§ **What to do**:
1. In the news report on the first Omicron cases in the Gulf, why did Lebanon declare a night-time curfew for the unvaccinated? Answer in one to three sentences.
2. According to the news report on the first Omicron cases in the Gulf, where was the infected Saudi citizen coming from?
3. Pick up the news report on the first Omicron cases in the Gulf after its final sentence and write the next part.

§ **Selected excerpt**:
__________

Saudi Arabia, UAE detect first cases of new coronavirus variant

The United Arab Emirates reports its first case hours after Saudi Arabia declared an Omicron infection in the Gulf kingdom.

Much remains unknown about the new variant, which has been identified in more than 20 countries [File: Remko De Wall/EPA]

Saudi Arabia and the United Arab Emirates say they have detected their first cases of the new coronavirus variant, recording the first known Omicron infections in the Gulf region.

Saudi Arabia’s state-run Saudi Press Agency said on Wednesday its case was a citizen coming from what it described as a “North African country”. Saudi Arabia’s health ministry said the infection was the Gulf’s first confirmed case.

The report said the infected individual and his close contacts had been quarantined.

The UAE also reported its first case of infection with the Omicron variant late on Wednesday. State-run WAM news agency described the patient as an African woman who travelled from an African country through an Arab country, without specifying which nations.

Much remains unknown about the new variant, which has been identified in more than 20 countries, including whether it is more contagious, whether it makes people more seriously ill, and whether it can thwart the vaccine.

Information on transmissibility

Elsewhere in the Middle East, Lebanon declared a night-time curfew for the unvaccinated before and during the holiday season. Its health minister on Wednesday called it one of the measures to stem a recent rise in coronavirus infections and a precaution against the new variant.

__________

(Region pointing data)
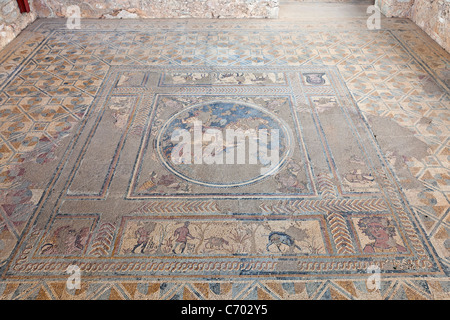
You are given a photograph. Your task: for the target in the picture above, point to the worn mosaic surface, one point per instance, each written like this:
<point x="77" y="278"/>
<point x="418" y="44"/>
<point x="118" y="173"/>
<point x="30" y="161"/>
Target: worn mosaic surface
<point x="85" y="179"/>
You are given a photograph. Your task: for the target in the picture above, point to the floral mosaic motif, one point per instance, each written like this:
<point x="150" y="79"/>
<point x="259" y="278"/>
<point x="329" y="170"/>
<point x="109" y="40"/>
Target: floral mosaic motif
<point x="383" y="233"/>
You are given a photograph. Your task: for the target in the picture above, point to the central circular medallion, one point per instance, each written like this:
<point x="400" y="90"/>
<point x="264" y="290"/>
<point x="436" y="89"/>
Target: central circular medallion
<point x="223" y="143"/>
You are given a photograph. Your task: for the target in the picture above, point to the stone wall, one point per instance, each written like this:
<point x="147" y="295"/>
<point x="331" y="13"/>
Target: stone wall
<point x="161" y="8"/>
<point x="433" y="17"/>
<point x="12" y="22"/>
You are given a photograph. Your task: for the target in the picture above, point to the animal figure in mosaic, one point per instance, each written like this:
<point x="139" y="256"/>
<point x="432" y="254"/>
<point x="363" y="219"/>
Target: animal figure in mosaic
<point x="215" y="243"/>
<point x="279" y="238"/>
<point x="288" y="238"/>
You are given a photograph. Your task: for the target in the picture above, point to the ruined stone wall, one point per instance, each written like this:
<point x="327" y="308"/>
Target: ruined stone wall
<point x="433" y="17"/>
<point x="12" y="22"/>
<point x="161" y="8"/>
<point x="395" y="8"/>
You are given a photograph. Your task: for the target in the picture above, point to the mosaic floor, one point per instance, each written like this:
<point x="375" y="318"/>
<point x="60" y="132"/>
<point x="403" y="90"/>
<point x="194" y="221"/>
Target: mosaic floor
<point x="85" y="178"/>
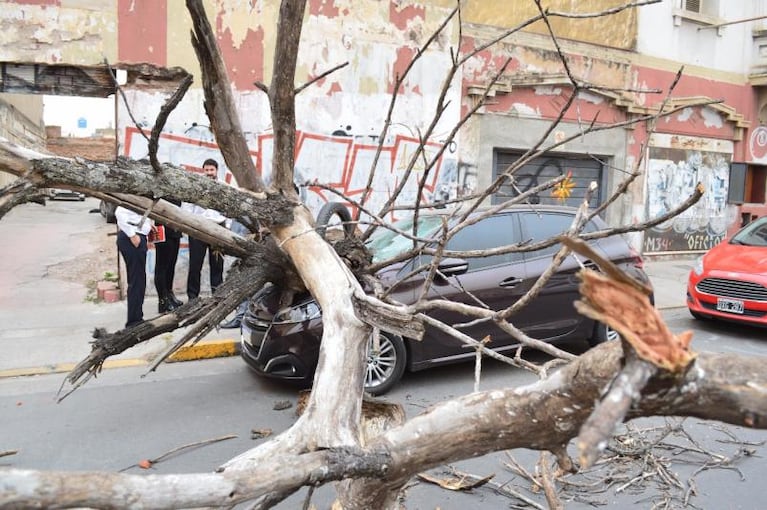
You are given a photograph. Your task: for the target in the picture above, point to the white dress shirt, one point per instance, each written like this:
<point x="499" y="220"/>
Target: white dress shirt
<point x="128" y="222"/>
<point x="208" y="214"/>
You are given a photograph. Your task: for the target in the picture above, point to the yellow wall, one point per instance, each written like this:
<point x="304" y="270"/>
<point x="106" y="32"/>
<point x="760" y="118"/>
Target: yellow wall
<point x="615" y="31"/>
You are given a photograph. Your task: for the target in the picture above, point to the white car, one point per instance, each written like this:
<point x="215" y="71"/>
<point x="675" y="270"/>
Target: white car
<point x="56" y="193"/>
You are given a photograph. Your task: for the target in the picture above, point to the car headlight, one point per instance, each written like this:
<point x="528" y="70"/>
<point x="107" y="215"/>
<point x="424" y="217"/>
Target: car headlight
<point x="299" y="313"/>
<point x="698" y="267"/>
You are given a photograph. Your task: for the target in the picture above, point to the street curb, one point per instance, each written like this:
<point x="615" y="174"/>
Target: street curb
<point x="204" y="349"/>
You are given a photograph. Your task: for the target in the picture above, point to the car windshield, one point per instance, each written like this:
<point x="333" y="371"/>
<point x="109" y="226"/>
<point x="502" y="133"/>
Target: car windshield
<point x="386" y="243"/>
<point x="753" y="234"/>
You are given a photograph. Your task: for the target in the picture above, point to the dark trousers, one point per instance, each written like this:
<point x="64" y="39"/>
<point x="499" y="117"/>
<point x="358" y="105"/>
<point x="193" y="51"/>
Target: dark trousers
<point x="166" y="255"/>
<point x="135" y="266"/>
<point x="197" y="251"/>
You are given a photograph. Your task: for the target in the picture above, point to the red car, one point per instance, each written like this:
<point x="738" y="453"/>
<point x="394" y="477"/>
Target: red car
<point x="730" y="281"/>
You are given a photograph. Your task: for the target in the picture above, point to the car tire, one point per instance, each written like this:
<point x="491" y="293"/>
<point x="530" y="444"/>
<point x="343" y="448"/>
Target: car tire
<point x="602" y="333"/>
<point x="385" y="368"/>
<point x="327" y="212"/>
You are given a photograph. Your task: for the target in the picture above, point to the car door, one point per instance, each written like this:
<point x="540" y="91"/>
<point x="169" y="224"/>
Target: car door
<point x="492" y="281"/>
<point x="552" y="313"/>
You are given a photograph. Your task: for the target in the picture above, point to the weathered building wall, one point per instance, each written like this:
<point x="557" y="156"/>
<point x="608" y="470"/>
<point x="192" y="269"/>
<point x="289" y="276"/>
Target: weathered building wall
<point x="21" y="122"/>
<point x="81" y="32"/>
<point x="341" y="116"/>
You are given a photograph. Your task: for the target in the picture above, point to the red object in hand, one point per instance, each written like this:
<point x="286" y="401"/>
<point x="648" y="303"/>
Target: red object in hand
<point x="157" y="234"/>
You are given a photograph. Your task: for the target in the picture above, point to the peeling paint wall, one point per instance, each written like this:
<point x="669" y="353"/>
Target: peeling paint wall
<point x="81" y="32"/>
<point x="676" y="164"/>
<point x="341" y="116"/>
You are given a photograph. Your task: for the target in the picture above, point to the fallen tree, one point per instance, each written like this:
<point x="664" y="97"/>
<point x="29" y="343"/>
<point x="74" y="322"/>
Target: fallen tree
<point x="651" y="372"/>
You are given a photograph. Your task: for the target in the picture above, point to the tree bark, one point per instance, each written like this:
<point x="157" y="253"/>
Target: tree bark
<point x="545" y="415"/>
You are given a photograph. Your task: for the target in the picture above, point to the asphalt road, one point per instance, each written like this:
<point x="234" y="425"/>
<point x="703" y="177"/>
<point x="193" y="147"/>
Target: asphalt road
<point x="121" y="417"/>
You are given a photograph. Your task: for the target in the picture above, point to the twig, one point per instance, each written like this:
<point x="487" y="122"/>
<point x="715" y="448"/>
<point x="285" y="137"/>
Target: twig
<point x="178" y="449"/>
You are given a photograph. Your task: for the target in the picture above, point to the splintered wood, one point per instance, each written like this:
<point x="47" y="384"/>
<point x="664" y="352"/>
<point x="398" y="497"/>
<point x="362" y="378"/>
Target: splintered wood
<point x="628" y="310"/>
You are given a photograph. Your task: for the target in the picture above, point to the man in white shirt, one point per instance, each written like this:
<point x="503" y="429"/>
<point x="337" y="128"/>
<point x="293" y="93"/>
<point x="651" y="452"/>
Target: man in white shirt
<point x="131" y="242"/>
<point x="197" y="248"/>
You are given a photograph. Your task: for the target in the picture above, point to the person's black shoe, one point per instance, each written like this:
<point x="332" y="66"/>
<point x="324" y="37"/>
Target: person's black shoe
<point x="166" y="305"/>
<point x="230" y="324"/>
<point x="173" y="299"/>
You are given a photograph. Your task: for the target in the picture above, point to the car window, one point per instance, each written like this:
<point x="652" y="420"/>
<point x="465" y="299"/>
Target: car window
<point x="385" y="243"/>
<point x="492" y="232"/>
<point x="547" y="224"/>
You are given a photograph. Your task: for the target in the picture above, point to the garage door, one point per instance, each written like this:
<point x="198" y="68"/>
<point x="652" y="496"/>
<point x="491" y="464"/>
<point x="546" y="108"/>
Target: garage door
<point x="585" y="169"/>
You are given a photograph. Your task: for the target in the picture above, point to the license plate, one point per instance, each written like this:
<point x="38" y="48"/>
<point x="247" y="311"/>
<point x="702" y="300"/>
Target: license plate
<point x="729" y="305"/>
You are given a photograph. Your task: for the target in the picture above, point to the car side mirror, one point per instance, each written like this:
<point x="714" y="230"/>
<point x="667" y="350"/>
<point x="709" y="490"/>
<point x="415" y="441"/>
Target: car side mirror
<point x="451" y="267"/>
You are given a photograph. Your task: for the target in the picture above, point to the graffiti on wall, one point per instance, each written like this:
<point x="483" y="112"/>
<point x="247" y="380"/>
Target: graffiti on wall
<point x="339" y="162"/>
<point x="672" y="175"/>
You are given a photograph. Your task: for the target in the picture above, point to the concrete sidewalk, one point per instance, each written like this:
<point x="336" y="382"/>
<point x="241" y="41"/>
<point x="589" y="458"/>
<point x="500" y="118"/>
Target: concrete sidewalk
<point x="54" y="335"/>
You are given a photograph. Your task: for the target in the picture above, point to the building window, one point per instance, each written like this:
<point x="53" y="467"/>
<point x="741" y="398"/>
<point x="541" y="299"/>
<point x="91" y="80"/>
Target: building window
<point x="748" y="184"/>
<point x="702" y="12"/>
<point x="692" y="6"/>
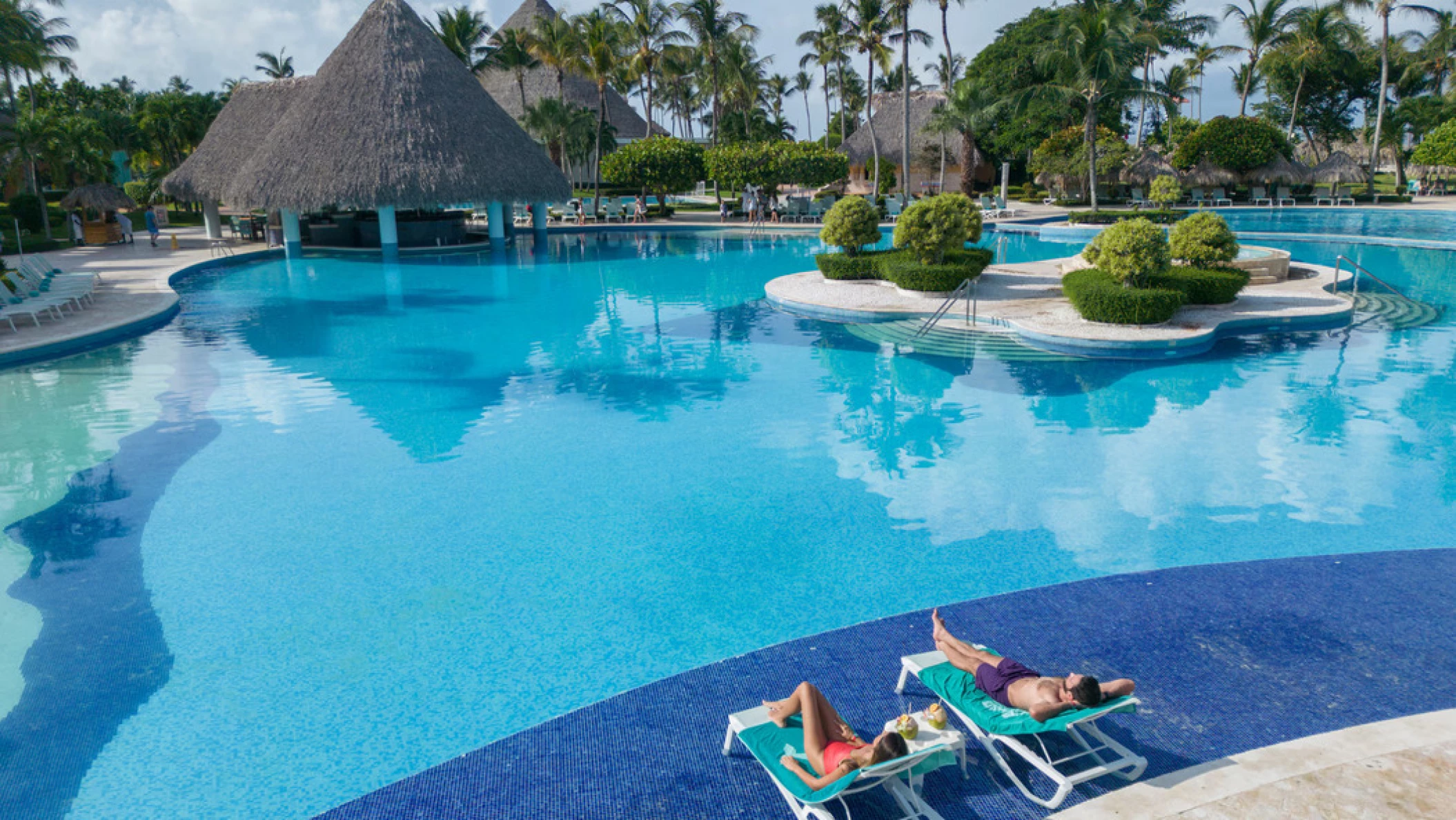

__________

§ **Exercise answers**:
1. Lebanon's health minister called the curfew one of the measures to stem a recent rise in coronavirus infections. The minister also described it as a precaution against the new variant.

2. The Saudi Press Agency said he was coming from a "North African country."

3.
Lebanon has not recorded any infections with Omicron, but the small country enduring a severe financial crisis is concerned its healthcare system may not be able to handle a new peak of infections.

Lebanon’s Health Minister Firass Abiad said the COVID committee wants to avoid imposing a full lockdown and hopes to encourage more people to get vaccinated.

Meanwhile, Dr Anthony Fauci, the top US infectious disease expert, said more would be known about the Omicron strain in two to four weeks as scientists grow and test lab samples of the virus.

The World Health Organization expects to have more information on the transmissibility of the Omicron strain within days, its technical lead on COVID-19, Maria van Kerkhove, said in a briefing.

She said one possible scenario was the new variant, which was first reported in Southern Africa, maybe more transmissible than the dominant Delta. She said it was not yet known if Omicron makes people more ill.